→ **THE INPUT**
......

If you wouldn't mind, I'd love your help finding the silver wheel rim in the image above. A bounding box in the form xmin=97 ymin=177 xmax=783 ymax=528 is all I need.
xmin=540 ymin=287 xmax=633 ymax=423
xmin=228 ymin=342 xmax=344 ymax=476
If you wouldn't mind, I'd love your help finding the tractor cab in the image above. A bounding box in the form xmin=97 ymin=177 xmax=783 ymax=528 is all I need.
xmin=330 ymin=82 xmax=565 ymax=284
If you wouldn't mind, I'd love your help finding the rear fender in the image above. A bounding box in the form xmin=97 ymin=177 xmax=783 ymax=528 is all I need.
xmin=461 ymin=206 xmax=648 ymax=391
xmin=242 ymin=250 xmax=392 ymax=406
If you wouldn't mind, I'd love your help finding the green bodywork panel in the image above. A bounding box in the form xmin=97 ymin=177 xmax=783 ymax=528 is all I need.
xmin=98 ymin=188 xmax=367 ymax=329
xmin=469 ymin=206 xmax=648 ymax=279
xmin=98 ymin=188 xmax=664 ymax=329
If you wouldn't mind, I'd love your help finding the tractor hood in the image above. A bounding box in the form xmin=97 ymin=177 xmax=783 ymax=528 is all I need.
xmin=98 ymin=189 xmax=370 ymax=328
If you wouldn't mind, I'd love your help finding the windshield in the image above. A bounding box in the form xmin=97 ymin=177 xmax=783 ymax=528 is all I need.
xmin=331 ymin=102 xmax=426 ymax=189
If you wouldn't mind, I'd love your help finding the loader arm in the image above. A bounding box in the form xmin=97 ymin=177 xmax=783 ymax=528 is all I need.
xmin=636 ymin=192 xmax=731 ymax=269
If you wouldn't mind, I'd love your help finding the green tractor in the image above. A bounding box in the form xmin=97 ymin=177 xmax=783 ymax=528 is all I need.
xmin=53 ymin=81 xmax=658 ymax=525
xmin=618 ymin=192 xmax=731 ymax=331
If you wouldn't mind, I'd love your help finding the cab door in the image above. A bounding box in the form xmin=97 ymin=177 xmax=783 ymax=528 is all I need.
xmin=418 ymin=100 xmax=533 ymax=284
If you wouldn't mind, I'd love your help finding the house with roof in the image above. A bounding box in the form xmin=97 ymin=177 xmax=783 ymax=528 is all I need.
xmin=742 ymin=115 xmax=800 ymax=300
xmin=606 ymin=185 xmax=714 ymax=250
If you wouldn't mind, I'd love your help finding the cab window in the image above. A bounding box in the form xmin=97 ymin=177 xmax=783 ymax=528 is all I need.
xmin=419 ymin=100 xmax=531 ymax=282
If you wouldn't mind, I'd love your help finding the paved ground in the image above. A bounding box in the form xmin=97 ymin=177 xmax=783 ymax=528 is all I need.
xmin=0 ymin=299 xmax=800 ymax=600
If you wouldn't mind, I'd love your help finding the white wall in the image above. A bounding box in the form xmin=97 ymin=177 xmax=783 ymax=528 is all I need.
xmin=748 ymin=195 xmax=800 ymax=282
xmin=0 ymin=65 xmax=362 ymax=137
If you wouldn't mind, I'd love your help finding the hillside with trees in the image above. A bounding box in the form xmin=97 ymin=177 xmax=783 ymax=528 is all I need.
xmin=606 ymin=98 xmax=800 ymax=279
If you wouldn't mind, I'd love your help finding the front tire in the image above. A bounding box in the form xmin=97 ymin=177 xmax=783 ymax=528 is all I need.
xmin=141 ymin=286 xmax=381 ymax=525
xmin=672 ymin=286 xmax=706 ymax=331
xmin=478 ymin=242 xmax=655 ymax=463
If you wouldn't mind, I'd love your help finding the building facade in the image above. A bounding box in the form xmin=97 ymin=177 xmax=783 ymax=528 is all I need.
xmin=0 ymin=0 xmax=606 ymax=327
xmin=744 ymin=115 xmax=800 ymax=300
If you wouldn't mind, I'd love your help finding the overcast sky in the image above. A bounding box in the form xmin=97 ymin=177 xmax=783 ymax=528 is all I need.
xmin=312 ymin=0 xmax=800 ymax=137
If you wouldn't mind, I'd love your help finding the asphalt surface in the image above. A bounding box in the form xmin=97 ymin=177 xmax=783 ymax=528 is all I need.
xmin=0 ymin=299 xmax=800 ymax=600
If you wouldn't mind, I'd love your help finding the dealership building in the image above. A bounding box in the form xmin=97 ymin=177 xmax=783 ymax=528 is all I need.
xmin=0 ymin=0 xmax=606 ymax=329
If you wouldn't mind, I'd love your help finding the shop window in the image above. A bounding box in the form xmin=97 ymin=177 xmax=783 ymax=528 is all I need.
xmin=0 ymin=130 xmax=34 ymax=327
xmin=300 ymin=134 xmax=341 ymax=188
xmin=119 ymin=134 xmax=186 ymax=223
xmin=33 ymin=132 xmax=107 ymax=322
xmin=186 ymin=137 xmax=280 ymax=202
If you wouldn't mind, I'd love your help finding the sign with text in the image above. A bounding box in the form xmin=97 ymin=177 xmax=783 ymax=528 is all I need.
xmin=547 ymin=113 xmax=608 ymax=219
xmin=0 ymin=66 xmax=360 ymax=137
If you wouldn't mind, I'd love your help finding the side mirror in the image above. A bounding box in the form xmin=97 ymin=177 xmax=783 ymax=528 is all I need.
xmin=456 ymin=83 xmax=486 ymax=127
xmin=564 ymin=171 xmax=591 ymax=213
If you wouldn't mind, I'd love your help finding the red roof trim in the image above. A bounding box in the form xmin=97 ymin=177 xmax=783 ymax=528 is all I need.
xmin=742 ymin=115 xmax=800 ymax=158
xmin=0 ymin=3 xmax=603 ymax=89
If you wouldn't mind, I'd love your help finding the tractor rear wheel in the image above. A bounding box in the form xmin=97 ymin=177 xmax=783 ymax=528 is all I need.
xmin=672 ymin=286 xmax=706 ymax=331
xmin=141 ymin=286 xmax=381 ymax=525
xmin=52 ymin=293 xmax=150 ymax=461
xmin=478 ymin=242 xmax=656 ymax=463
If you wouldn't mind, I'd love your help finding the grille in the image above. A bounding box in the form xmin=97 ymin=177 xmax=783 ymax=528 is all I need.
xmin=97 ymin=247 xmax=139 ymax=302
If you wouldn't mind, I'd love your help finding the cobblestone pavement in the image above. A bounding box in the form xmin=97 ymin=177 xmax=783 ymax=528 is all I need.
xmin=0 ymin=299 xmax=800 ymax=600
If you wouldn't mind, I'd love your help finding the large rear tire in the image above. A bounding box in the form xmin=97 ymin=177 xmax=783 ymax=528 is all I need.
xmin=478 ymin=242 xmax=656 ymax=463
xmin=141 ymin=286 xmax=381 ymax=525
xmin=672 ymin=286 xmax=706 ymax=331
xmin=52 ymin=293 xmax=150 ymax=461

......

→ **WORK TO DO**
Reproduce the material starting at its first line and ending at the line that contains "xmin=618 ymin=192 xmax=731 ymax=331", both included, renaming "tractor" to "vehicle" wherever it occurs and leaving everything else unchanged.

→ **TASK OUTPUT**
If you wouldn't mind, I'd love your help finding the silver wheel rim in the image above. A bounding box in the form xmin=97 ymin=177 xmax=783 ymax=528 is all I need.
xmin=540 ymin=287 xmax=633 ymax=423
xmin=228 ymin=342 xmax=344 ymax=476
If you wouldn't mind, I'd love your help finding the vehicle cab in the image above. A bounding box in the form xmin=97 ymin=177 xmax=783 ymax=528 is all I need.
xmin=330 ymin=82 xmax=565 ymax=284
If you wouldn't mind, I'd love your help finding the rear fender in the image above. A bounding box in the form xmin=97 ymin=177 xmax=783 ymax=528 is all I need.
xmin=461 ymin=206 xmax=648 ymax=391
xmin=242 ymin=250 xmax=392 ymax=406
If you wouldn't mind, I'd love your help finding the green bodywork panel in the image above. A bounding box in the form xmin=97 ymin=177 xmax=783 ymax=528 is all I need.
xmin=98 ymin=188 xmax=367 ymax=329
xmin=469 ymin=206 xmax=648 ymax=279
xmin=98 ymin=188 xmax=664 ymax=329
If you wouldn't mind, I'd love your help finding the vehicle hood in the image above. A bounding box in the form xmin=97 ymin=177 xmax=783 ymax=528 is all I need.
xmin=98 ymin=189 xmax=370 ymax=328
If you wouldn't mind, I'd love your help finding the windshield in the image above. A bounding box in the form xmin=97 ymin=177 xmax=783 ymax=528 is all I need.
xmin=331 ymin=102 xmax=426 ymax=189
If you wouldn't mind, I'd love your help finding the loader arm in the image above. A bounding box in the form xmin=97 ymin=177 xmax=783 ymax=528 is all I need.
xmin=636 ymin=192 xmax=731 ymax=269
If you wouldn't mind, I'd love your help finding the green vehicle in the image above. A bounding box in the form xmin=97 ymin=177 xmax=783 ymax=528 is all I need.
xmin=53 ymin=81 xmax=658 ymax=525
xmin=618 ymin=192 xmax=731 ymax=331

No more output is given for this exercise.